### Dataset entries
□ □ □

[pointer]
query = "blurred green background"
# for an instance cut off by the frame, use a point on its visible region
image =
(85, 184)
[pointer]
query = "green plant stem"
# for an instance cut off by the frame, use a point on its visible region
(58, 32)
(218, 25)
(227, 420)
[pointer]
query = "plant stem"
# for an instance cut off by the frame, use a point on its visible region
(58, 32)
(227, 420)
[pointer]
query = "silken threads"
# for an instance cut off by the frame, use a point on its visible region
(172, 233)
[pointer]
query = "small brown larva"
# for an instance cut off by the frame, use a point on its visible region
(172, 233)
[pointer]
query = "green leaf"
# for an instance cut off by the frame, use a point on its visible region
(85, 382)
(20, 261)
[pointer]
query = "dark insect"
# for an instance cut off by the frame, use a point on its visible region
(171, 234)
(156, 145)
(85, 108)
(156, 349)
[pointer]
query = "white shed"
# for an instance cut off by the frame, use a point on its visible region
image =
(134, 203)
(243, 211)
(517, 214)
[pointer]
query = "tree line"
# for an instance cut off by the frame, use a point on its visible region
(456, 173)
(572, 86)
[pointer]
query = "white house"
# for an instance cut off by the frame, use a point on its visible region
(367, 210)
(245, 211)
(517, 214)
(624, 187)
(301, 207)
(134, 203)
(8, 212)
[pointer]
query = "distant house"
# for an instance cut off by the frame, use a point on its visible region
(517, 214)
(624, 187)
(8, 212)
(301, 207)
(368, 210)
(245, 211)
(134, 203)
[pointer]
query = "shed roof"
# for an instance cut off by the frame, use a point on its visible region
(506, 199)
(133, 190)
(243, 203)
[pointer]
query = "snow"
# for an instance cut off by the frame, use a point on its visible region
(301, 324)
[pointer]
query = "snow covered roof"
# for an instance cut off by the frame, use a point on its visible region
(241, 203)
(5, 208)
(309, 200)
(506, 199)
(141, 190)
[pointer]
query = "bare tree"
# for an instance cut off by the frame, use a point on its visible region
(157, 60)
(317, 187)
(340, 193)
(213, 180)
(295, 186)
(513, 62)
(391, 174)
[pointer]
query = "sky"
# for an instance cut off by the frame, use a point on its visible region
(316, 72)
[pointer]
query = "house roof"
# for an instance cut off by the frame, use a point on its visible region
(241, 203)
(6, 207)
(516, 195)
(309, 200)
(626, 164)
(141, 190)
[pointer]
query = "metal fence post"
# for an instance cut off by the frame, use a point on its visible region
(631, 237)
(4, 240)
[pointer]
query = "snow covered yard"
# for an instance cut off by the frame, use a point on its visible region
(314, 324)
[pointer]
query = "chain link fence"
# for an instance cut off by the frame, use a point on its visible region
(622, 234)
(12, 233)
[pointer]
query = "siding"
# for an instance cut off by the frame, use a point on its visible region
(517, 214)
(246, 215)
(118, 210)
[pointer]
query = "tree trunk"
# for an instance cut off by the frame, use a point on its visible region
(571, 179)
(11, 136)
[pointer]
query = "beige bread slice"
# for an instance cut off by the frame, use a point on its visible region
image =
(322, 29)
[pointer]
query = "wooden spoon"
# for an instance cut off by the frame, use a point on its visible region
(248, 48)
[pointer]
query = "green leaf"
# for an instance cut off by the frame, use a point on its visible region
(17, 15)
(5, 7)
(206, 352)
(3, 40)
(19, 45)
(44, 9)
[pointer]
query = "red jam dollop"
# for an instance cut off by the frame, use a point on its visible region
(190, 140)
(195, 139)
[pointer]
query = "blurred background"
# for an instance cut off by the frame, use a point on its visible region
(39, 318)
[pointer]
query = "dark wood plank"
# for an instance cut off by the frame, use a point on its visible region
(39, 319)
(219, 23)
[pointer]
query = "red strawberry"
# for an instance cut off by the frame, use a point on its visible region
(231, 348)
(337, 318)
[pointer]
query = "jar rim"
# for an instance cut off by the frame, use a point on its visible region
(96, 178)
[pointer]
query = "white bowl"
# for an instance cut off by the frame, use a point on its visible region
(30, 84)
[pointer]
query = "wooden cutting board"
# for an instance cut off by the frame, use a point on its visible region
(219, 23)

□ □ □

### Exercise
Going through the lines above one by one, tally those with the word "fence" and give only the total.

### Task output
2